▸ **What you need to do**
Below are some records; find each line that carries the word "query" and copy it.

▸ **Records supplied**
#####
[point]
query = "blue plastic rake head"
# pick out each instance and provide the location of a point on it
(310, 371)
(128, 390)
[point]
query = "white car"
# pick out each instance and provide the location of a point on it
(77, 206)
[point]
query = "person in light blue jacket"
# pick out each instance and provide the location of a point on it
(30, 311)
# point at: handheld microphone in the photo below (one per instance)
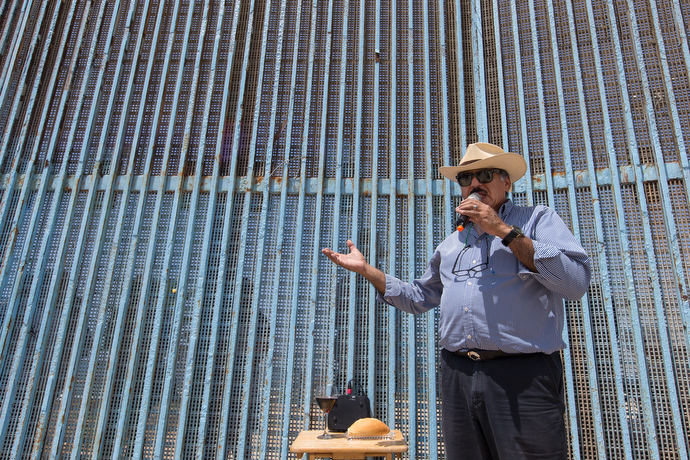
(462, 220)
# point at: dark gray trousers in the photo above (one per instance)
(507, 408)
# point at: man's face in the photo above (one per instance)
(493, 193)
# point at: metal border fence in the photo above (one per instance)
(170, 170)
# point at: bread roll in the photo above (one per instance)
(368, 427)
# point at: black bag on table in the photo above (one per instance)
(347, 410)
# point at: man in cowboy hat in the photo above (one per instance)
(500, 283)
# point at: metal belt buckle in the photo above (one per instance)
(474, 356)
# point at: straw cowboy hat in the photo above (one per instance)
(483, 155)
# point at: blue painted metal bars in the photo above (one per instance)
(169, 172)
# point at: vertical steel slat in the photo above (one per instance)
(13, 46)
(142, 304)
(480, 109)
(524, 140)
(9, 317)
(603, 266)
(461, 76)
(431, 345)
(180, 300)
(202, 274)
(392, 240)
(446, 157)
(356, 182)
(410, 320)
(281, 222)
(37, 359)
(299, 233)
(643, 375)
(373, 216)
(648, 239)
(178, 304)
(500, 77)
(309, 379)
(670, 227)
(230, 355)
(244, 424)
(567, 355)
(338, 192)
(131, 248)
(601, 253)
(223, 256)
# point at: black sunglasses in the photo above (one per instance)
(484, 176)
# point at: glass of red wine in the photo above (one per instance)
(326, 401)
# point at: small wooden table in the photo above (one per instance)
(342, 448)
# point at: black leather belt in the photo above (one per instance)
(485, 355)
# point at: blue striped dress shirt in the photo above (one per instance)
(491, 301)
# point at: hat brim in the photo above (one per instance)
(512, 163)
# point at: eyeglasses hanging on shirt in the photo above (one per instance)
(475, 265)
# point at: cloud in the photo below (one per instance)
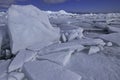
(54, 1)
(6, 3)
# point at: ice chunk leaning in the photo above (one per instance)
(46, 70)
(60, 57)
(22, 57)
(28, 25)
(113, 37)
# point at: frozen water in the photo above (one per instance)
(60, 57)
(95, 67)
(61, 46)
(46, 70)
(93, 49)
(29, 21)
(16, 75)
(4, 67)
(60, 52)
(22, 57)
(113, 37)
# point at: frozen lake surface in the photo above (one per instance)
(46, 45)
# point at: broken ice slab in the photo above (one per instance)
(89, 42)
(22, 57)
(16, 75)
(1, 39)
(38, 46)
(72, 31)
(113, 29)
(29, 21)
(113, 37)
(59, 57)
(46, 70)
(100, 25)
(63, 38)
(61, 46)
(4, 77)
(4, 67)
(113, 51)
(93, 49)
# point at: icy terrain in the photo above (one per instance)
(46, 45)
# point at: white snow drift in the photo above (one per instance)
(29, 25)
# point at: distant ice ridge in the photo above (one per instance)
(3, 18)
(61, 12)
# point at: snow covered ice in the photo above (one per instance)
(47, 45)
(29, 21)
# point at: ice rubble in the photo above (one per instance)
(48, 71)
(22, 57)
(24, 21)
(113, 37)
(3, 67)
(59, 57)
(41, 58)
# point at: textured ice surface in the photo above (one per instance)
(59, 57)
(95, 67)
(22, 57)
(94, 49)
(61, 46)
(113, 37)
(46, 70)
(49, 57)
(1, 39)
(24, 21)
(4, 67)
(16, 75)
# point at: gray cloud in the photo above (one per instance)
(6, 3)
(54, 1)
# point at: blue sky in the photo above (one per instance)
(72, 5)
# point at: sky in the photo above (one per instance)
(68, 5)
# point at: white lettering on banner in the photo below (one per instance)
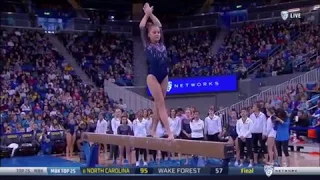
(198, 84)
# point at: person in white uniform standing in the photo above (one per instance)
(213, 126)
(197, 127)
(175, 127)
(102, 128)
(259, 121)
(140, 130)
(244, 126)
(271, 134)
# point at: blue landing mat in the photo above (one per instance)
(39, 161)
(52, 161)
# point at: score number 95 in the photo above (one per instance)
(144, 171)
(218, 171)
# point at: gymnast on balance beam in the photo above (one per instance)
(157, 79)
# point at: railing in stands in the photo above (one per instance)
(311, 76)
(134, 101)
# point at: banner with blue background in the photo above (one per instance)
(201, 85)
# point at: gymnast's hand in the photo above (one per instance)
(243, 139)
(147, 9)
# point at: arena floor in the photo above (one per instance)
(297, 160)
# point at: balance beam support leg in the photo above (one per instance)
(91, 153)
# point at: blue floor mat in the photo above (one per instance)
(52, 161)
(39, 161)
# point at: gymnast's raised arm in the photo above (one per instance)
(143, 29)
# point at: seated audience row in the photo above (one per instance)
(102, 55)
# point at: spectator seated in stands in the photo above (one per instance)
(57, 140)
(28, 144)
(45, 141)
(300, 55)
(189, 53)
(9, 143)
(302, 107)
(102, 56)
(40, 90)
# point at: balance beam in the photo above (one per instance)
(219, 150)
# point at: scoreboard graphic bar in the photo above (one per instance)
(161, 171)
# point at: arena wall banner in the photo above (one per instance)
(201, 85)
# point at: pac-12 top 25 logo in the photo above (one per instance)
(268, 169)
(292, 15)
(169, 86)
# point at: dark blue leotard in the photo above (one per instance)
(157, 57)
(71, 127)
(232, 129)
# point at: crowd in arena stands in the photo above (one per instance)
(102, 56)
(59, 7)
(190, 52)
(302, 104)
(39, 91)
(298, 56)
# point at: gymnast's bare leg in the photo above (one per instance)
(158, 92)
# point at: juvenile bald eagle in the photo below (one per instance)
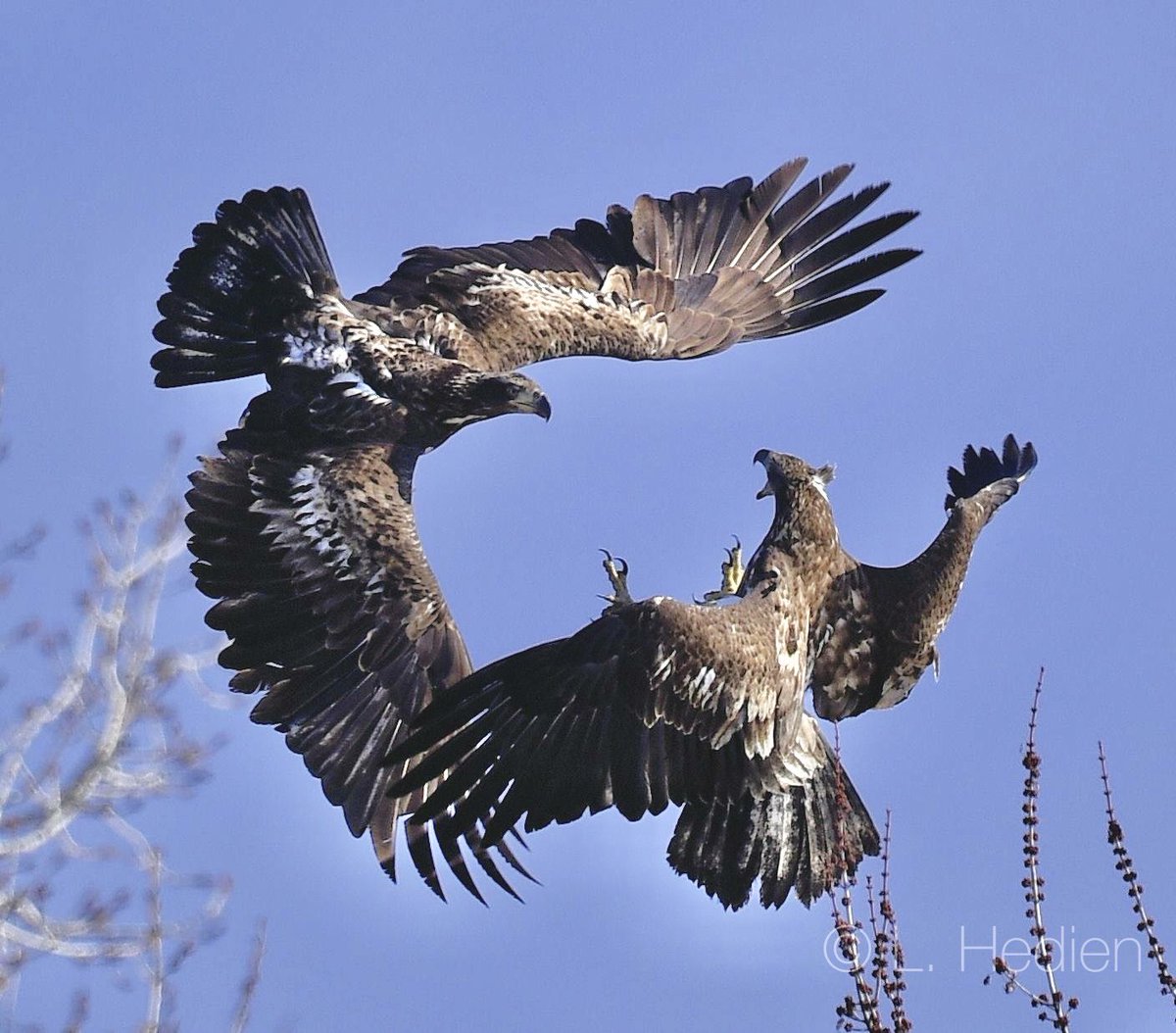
(662, 703)
(304, 526)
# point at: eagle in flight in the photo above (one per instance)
(662, 703)
(303, 527)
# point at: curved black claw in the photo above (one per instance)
(617, 572)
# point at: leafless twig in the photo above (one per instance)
(81, 757)
(1051, 1006)
(1126, 867)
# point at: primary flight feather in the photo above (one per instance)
(304, 526)
(662, 703)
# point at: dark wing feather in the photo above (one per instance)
(651, 704)
(334, 615)
(671, 279)
(879, 625)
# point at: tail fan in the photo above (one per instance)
(262, 260)
(985, 469)
(801, 840)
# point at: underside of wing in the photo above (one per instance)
(615, 715)
(799, 837)
(671, 279)
(333, 615)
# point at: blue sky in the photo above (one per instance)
(1038, 141)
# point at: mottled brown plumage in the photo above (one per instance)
(304, 527)
(660, 702)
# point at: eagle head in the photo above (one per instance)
(804, 513)
(789, 475)
(497, 393)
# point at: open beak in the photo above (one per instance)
(762, 457)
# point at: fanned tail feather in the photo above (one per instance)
(986, 469)
(263, 259)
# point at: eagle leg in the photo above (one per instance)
(618, 580)
(732, 575)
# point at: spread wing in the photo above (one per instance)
(335, 615)
(671, 279)
(653, 704)
(879, 626)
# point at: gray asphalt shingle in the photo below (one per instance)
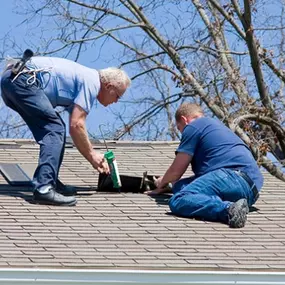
(129, 230)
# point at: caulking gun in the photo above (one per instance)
(111, 160)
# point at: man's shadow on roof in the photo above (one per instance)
(25, 192)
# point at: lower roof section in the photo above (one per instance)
(76, 277)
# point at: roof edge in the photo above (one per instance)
(152, 277)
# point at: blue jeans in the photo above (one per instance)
(209, 196)
(44, 122)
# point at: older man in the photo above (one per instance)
(227, 179)
(48, 82)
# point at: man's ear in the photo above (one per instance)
(184, 119)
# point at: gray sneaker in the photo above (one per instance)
(238, 213)
(53, 198)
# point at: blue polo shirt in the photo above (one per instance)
(66, 82)
(212, 146)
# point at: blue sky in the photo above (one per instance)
(11, 22)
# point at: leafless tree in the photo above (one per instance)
(226, 55)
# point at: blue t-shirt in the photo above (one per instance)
(66, 82)
(212, 146)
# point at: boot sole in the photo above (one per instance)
(45, 202)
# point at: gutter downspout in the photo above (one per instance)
(14, 276)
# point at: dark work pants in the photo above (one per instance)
(44, 122)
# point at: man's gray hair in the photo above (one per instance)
(114, 76)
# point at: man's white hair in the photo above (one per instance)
(115, 76)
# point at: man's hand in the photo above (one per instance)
(157, 182)
(159, 189)
(99, 163)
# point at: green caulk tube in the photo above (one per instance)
(110, 157)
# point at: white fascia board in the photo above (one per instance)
(137, 277)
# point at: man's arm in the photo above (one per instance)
(174, 172)
(78, 132)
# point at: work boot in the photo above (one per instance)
(53, 198)
(66, 190)
(238, 213)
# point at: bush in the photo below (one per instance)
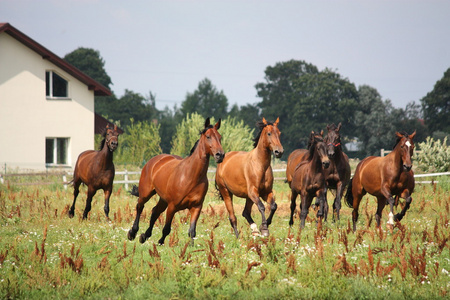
#####
▸ **Your response**
query = "blue plastic rake head"
query = "white car"
query = "person in light blue jacket"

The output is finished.